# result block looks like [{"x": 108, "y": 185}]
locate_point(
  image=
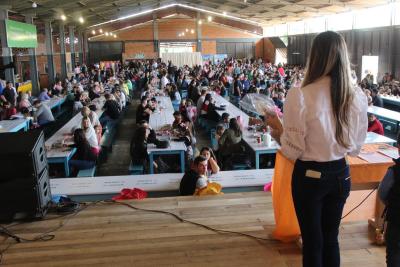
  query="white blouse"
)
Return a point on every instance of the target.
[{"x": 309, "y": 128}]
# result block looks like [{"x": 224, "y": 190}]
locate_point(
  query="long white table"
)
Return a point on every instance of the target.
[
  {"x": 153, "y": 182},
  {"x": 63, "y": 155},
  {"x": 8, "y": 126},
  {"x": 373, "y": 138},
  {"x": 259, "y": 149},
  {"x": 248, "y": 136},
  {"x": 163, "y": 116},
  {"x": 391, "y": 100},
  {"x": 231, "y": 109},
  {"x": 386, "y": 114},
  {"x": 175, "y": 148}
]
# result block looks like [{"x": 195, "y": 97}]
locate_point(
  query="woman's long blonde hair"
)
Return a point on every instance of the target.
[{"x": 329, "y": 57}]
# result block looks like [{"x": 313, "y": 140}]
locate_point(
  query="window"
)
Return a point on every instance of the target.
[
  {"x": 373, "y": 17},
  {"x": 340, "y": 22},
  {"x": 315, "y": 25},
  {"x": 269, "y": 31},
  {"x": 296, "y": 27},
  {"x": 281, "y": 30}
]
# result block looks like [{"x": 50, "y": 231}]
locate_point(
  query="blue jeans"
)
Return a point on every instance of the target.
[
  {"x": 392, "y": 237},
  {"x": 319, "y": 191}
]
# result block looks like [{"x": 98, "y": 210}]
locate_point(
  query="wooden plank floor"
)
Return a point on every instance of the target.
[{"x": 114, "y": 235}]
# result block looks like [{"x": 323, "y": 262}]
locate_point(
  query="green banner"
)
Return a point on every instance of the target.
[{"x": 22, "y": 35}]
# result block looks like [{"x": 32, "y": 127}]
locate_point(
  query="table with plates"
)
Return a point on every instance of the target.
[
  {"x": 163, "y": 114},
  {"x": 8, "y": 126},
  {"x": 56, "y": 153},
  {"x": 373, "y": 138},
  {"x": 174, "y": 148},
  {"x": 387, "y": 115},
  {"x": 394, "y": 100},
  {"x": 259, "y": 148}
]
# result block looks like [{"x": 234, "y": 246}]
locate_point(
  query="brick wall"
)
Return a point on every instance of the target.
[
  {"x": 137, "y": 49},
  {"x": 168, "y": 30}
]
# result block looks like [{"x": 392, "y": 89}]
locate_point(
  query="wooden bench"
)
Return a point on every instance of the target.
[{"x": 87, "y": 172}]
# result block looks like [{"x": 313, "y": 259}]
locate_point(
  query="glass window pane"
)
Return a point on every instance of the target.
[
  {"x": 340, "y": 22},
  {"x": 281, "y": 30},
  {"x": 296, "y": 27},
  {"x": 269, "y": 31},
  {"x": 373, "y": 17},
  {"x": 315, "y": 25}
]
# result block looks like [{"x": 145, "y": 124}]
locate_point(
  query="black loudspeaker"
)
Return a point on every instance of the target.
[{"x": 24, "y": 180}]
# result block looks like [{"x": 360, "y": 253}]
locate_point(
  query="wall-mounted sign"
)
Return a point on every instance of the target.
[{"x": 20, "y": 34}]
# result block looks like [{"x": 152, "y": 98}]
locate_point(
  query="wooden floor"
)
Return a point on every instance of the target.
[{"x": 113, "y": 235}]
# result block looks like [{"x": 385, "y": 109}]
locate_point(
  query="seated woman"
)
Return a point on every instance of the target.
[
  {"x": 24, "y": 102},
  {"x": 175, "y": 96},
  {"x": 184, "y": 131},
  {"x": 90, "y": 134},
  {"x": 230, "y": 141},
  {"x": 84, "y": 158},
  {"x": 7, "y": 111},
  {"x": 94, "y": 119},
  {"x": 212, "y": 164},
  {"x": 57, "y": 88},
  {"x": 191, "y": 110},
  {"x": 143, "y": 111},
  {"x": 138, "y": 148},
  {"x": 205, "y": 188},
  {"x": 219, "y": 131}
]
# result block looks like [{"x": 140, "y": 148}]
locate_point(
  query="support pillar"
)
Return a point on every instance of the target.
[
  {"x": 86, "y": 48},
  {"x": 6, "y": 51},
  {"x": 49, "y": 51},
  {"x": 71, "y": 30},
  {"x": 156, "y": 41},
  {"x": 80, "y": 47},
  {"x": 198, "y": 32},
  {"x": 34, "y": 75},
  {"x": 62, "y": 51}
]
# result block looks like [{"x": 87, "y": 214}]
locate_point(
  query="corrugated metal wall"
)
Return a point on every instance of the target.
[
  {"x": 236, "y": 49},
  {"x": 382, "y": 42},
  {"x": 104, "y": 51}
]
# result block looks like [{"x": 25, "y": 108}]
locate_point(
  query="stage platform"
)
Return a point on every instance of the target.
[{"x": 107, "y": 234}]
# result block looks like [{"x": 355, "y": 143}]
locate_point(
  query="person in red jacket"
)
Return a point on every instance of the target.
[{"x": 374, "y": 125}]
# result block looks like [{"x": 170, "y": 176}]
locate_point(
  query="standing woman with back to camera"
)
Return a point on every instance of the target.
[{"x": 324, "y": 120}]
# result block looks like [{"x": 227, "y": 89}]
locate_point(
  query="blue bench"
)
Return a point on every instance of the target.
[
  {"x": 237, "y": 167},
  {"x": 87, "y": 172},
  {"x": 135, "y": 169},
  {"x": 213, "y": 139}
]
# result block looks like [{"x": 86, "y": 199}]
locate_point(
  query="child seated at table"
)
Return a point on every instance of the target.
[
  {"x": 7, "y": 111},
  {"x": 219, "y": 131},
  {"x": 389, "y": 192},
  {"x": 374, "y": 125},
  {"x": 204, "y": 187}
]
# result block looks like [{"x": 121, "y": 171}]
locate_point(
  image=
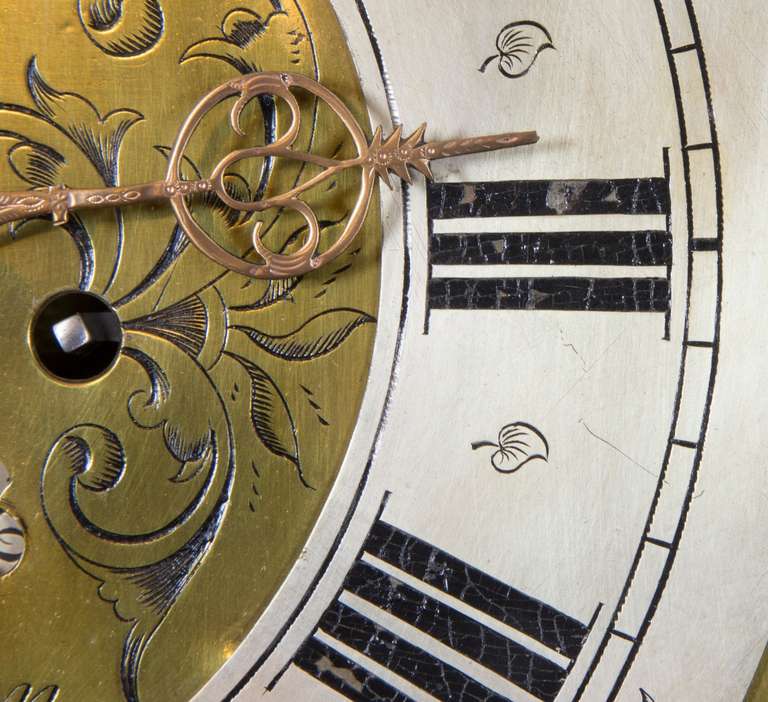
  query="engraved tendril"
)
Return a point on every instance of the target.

##########

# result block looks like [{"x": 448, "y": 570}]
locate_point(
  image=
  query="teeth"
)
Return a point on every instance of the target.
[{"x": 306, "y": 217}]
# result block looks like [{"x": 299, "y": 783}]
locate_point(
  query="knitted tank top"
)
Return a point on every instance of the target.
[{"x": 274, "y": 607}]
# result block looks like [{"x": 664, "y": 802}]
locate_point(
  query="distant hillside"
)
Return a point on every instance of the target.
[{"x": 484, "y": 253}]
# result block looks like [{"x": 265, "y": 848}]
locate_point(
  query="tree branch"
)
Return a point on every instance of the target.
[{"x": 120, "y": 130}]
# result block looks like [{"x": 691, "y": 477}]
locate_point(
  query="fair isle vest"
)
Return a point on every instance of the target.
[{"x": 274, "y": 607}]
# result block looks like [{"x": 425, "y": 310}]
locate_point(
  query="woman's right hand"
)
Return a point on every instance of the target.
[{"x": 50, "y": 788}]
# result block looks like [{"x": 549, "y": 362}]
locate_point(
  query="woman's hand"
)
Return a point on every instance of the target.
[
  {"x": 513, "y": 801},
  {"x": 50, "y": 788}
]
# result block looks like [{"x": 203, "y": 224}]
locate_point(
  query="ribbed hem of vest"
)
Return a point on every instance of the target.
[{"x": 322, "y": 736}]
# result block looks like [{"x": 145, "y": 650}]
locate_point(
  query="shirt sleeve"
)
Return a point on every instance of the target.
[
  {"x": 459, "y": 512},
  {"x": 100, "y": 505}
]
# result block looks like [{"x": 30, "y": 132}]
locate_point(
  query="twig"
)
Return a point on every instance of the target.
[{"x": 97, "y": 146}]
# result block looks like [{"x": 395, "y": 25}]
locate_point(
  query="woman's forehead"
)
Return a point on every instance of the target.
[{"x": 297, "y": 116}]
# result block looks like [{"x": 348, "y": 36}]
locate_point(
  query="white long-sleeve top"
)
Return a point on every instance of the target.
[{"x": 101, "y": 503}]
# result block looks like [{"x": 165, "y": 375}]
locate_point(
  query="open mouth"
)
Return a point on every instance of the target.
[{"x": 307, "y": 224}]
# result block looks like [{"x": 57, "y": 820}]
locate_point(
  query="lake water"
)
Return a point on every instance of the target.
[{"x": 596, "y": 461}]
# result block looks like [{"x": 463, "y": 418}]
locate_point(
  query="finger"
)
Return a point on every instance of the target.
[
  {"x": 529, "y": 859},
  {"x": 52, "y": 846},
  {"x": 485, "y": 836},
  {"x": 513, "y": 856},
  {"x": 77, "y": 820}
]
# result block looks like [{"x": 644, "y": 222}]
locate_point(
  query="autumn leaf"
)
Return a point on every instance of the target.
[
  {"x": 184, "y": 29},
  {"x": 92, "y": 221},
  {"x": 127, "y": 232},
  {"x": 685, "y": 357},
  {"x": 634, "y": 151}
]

##########

Please count the rows above that contain the word "table", treating uppercase and lowercase as different, and reply with the number alone.

3